* **AIM OF THE EXERCISE**
Consider the listing below. Extract exactly the lines from the line containing "Target: bird's beak" to the line containing "Annotate the streaked", both included.

* **RECORDS PROVIDED**
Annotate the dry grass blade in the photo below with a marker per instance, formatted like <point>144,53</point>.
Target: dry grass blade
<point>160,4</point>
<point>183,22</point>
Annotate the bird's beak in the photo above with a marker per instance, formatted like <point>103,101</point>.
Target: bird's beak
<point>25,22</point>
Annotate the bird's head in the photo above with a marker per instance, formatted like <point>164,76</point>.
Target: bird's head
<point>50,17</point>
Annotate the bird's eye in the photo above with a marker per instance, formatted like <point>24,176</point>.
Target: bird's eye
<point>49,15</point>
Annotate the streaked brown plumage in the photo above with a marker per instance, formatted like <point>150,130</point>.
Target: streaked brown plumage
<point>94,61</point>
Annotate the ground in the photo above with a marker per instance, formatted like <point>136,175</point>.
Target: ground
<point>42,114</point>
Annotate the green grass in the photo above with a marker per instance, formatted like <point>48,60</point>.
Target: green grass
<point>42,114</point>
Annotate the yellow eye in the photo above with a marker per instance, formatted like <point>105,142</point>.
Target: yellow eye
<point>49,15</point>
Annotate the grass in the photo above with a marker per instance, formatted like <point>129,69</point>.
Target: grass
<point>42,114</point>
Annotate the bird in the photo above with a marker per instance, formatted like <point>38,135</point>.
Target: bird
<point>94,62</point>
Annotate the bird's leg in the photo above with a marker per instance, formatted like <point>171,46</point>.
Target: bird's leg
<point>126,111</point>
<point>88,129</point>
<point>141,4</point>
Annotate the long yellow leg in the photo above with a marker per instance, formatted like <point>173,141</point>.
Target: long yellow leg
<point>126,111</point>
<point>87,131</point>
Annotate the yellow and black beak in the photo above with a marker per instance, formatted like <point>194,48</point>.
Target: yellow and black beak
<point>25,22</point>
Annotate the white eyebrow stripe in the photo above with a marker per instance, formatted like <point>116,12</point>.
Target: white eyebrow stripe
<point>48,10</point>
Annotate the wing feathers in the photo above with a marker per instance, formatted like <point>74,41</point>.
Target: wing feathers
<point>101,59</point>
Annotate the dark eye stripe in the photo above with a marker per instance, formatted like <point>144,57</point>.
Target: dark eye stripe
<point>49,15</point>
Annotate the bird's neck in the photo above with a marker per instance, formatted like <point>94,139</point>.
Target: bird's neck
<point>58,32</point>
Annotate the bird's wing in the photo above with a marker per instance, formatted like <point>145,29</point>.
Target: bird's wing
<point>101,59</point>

...

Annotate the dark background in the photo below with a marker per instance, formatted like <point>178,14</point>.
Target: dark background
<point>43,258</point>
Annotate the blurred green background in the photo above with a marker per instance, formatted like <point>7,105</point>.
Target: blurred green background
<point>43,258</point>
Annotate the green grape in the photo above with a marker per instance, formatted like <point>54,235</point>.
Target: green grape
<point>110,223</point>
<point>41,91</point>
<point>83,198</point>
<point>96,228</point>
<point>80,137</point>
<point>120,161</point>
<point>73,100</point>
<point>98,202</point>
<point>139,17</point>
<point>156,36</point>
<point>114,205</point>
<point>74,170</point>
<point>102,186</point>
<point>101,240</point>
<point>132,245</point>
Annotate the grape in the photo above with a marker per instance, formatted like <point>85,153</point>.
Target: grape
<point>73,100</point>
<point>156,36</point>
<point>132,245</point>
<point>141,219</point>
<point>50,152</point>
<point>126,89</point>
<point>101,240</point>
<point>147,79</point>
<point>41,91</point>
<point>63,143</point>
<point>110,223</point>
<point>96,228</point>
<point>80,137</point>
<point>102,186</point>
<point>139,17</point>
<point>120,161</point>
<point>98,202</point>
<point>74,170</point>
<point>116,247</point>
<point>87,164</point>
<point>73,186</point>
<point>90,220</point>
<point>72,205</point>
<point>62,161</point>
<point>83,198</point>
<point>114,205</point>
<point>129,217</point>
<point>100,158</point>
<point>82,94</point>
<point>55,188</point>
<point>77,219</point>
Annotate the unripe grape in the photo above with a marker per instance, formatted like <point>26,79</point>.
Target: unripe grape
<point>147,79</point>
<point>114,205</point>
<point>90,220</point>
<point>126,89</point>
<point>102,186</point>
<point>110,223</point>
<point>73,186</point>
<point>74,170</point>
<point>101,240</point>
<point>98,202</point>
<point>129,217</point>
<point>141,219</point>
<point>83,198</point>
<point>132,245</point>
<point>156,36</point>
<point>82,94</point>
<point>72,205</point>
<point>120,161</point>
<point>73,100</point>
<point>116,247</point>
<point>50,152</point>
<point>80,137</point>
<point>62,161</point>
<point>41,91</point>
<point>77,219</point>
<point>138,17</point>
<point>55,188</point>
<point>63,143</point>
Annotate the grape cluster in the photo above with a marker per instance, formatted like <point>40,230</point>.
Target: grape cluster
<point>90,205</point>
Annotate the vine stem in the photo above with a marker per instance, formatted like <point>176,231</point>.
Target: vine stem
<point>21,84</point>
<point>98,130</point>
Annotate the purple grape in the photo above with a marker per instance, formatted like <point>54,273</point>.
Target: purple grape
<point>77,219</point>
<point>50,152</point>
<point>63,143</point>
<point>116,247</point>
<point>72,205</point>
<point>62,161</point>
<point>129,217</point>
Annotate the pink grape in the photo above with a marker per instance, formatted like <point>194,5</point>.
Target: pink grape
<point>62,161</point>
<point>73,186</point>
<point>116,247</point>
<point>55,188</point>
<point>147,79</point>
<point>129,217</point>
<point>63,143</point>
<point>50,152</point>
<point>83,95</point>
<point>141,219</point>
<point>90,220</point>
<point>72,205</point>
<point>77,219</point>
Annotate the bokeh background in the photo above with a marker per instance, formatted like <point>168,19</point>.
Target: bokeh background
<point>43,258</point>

* **WRITTEN RESPONSE**
Target: bird's beak
<point>25,22</point>
Annotate the bird's head in the photo above with a marker per instance, formatted like <point>164,76</point>.
Target: bird's head
<point>50,17</point>
Annotate the bird's eye in the photo above with a marker per instance, formatted like <point>24,176</point>.
Target: bird's eye
<point>49,15</point>
Annotate the streaked brown plumage in the photo above with a marker per instance, formatted like <point>150,130</point>.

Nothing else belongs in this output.